GOAL OF THE EXERCISE ->
Reproduce the rows character for character, beginning at the line that contains "of the mast" and stopping after the final line of the rows.

-=-=-=-=-

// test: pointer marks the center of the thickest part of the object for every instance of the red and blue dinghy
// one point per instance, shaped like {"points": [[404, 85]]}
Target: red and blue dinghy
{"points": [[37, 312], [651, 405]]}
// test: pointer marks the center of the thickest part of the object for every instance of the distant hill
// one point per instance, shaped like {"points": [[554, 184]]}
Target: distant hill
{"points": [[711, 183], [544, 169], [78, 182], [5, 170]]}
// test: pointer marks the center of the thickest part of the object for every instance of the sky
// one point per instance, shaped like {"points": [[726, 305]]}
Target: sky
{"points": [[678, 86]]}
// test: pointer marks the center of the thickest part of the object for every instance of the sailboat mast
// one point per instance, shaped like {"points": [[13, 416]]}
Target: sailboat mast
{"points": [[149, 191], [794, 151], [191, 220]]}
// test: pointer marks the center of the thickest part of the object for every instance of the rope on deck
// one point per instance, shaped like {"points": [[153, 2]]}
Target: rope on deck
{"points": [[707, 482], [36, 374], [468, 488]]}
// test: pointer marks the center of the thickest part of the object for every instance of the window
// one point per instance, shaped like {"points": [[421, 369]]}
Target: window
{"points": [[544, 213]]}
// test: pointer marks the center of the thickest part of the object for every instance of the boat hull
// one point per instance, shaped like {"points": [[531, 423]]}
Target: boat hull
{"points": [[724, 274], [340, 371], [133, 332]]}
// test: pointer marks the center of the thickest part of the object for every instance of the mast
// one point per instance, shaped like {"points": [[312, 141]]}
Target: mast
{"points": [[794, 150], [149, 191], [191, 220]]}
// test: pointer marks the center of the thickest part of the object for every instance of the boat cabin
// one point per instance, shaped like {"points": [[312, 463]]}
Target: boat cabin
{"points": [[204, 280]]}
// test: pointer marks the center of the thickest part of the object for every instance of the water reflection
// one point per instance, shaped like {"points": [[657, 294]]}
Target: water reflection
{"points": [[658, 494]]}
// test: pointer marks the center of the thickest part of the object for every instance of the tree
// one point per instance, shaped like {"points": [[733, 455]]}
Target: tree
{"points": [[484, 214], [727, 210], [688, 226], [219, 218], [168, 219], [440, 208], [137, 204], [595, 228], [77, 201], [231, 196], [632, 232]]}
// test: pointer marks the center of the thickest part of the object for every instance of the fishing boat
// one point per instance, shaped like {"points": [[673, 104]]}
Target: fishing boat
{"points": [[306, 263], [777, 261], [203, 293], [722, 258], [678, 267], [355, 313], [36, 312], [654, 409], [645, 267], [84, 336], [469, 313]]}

-=-=-=-=-

TASK SOLUTION ->
// test: pointer marks the center of the thickest part of the object for every instance of the mast
// one point per instance, shaped like {"points": [[312, 141]]}
Target: mast
{"points": [[794, 150], [149, 191], [191, 220]]}
// test: pointer marks the center of the thickest part of the object for every instance of the boat cabin
// one point per instance, shaped like {"points": [[312, 463]]}
Target: boat cabin
{"points": [[204, 280]]}
// test: pointer marks the center of the thickest part of the object for every instance of the water reflection
// one point per instance, shaped like {"points": [[657, 294]]}
Target: water reflection
{"points": [[658, 494]]}
// test: pointer marks the center of the thickest part of the object for every instance of the tree
// one point per instance, shaped like {"points": [[733, 455]]}
Target: tree
{"points": [[484, 214], [727, 210], [688, 226], [219, 218], [168, 219], [440, 208], [137, 204], [595, 228], [77, 201], [231, 196], [632, 232]]}
// test: pointer marks the center of the thickest part of the object for every instance of the fishing boat
// one point per instance, shaped like {"points": [[673, 104]]}
Target: fishing boat
{"points": [[306, 263], [777, 261], [203, 293], [722, 258], [678, 267], [355, 313], [36, 312], [654, 409], [645, 267], [84, 336], [469, 313]]}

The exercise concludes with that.